*What to produce*. Which lines in the items below contain the word "water"? Copy each of those lines in full.

┄┄┄┄┄┄┄┄┄┄

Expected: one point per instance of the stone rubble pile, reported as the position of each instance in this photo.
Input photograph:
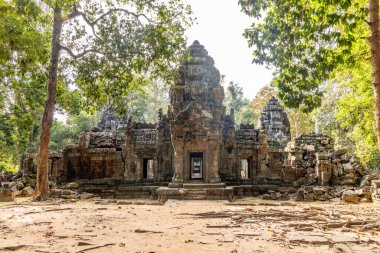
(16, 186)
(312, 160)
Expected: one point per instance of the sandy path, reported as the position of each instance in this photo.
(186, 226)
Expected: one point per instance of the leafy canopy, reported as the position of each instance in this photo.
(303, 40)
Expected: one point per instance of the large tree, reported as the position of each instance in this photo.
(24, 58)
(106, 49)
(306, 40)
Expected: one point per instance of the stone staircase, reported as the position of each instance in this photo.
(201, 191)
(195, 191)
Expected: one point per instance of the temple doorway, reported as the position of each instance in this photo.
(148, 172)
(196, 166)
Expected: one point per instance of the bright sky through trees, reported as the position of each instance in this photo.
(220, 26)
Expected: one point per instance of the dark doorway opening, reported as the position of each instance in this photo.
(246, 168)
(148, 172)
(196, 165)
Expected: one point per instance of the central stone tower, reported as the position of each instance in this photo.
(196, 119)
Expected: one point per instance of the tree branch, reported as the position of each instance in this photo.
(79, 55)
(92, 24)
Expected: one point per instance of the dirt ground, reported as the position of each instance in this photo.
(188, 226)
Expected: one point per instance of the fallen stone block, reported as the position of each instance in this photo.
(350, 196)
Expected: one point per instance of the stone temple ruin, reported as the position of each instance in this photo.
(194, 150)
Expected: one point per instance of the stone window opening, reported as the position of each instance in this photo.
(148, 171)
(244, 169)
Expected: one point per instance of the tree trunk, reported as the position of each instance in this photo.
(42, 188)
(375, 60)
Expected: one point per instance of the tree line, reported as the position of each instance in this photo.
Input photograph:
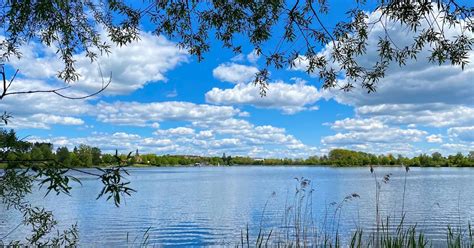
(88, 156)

┄┄┄┄┄┄┄┄┄┄

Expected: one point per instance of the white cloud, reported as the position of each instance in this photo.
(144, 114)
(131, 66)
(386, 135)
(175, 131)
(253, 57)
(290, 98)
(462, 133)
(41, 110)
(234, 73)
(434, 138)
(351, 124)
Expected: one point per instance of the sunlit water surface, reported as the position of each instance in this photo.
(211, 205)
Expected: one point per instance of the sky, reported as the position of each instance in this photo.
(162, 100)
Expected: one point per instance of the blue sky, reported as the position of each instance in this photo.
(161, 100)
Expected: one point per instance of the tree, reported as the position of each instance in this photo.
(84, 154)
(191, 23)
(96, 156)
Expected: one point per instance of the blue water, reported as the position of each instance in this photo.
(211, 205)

┄┄┄┄┄┄┄┄┄┄

*Worked solution*.
Expected: one point per instance of the sunlit water surface, reported as the position of each instance in this photo.
Expected: one point per instance of the blue water, reported as the position of each instance in this photo.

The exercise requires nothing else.